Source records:
======
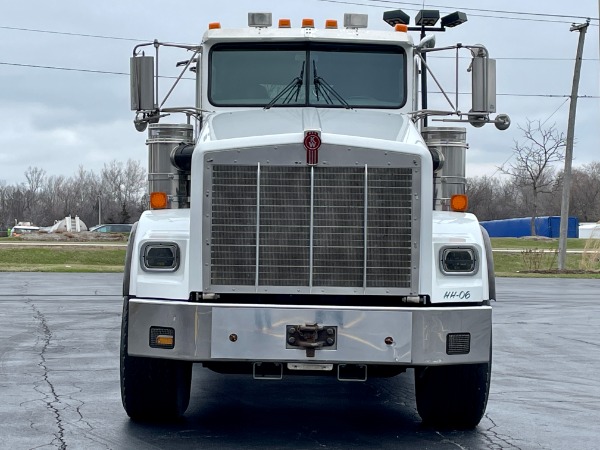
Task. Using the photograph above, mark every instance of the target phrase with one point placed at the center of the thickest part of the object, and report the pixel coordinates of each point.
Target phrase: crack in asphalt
(450, 441)
(52, 399)
(503, 440)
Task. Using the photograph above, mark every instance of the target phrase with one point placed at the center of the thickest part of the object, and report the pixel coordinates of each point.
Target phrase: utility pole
(566, 194)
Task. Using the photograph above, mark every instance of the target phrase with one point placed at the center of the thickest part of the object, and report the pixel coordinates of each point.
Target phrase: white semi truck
(303, 220)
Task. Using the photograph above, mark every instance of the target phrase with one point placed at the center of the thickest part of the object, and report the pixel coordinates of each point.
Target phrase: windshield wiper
(290, 91)
(324, 88)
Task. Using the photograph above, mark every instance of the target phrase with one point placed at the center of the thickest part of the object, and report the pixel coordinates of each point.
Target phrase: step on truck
(305, 219)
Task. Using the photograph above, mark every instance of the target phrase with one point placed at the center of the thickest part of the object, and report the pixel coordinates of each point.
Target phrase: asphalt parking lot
(59, 381)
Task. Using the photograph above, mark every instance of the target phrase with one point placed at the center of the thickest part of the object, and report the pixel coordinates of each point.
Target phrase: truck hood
(285, 121)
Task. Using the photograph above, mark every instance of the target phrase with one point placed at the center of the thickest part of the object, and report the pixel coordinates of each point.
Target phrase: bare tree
(534, 157)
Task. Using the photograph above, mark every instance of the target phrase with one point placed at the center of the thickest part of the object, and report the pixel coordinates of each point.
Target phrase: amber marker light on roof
(459, 202)
(159, 200)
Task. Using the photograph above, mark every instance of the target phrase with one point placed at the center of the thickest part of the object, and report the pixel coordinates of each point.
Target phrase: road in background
(59, 380)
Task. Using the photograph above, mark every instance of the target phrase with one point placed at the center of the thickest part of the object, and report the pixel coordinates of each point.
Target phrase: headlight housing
(463, 260)
(160, 256)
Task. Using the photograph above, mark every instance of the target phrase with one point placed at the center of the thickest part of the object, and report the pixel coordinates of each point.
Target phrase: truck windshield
(314, 74)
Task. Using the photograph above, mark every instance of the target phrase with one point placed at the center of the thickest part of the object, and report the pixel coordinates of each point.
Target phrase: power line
(106, 72)
(65, 33)
(496, 11)
(72, 69)
(507, 58)
(347, 2)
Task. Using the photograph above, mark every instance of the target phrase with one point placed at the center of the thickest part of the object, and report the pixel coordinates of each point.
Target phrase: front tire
(152, 389)
(452, 396)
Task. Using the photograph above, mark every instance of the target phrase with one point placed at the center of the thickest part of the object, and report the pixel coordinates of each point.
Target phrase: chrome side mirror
(141, 77)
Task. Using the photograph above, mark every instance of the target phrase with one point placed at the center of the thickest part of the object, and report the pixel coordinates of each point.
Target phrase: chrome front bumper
(252, 333)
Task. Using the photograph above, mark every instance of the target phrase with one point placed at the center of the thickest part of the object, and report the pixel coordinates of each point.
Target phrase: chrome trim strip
(257, 271)
(365, 229)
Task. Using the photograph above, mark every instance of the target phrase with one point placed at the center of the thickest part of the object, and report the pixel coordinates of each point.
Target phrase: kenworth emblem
(312, 142)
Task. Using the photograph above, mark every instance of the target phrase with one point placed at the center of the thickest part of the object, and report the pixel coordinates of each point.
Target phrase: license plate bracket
(311, 337)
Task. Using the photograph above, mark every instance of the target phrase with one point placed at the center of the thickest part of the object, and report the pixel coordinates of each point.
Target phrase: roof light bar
(308, 23)
(356, 20)
(454, 19)
(396, 17)
(427, 17)
(260, 19)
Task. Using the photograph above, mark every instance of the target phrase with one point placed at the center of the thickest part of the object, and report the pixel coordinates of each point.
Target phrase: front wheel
(452, 396)
(152, 389)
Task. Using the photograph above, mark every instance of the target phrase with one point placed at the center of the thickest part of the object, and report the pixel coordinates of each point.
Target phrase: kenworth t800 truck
(303, 220)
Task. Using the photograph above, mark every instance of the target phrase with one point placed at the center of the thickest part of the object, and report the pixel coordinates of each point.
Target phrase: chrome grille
(313, 225)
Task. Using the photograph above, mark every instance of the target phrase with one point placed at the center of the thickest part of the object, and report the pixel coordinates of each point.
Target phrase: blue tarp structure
(548, 226)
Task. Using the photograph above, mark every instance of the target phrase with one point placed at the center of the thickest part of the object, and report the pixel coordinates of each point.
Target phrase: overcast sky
(64, 88)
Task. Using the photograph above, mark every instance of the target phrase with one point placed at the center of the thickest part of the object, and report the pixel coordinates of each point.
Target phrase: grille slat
(281, 202)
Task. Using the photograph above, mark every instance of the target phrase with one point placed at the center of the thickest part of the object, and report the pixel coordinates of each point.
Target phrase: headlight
(160, 256)
(459, 260)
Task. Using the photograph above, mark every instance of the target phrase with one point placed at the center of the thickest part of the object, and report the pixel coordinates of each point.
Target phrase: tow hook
(311, 337)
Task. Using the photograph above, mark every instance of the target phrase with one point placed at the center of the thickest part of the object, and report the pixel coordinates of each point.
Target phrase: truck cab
(302, 222)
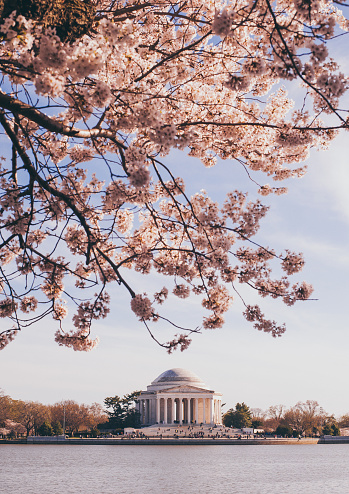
======
Job — Please tally the lines of the material above that contain the string "truck", matching case exactly, and reply with only that number.

Completed exercise — 6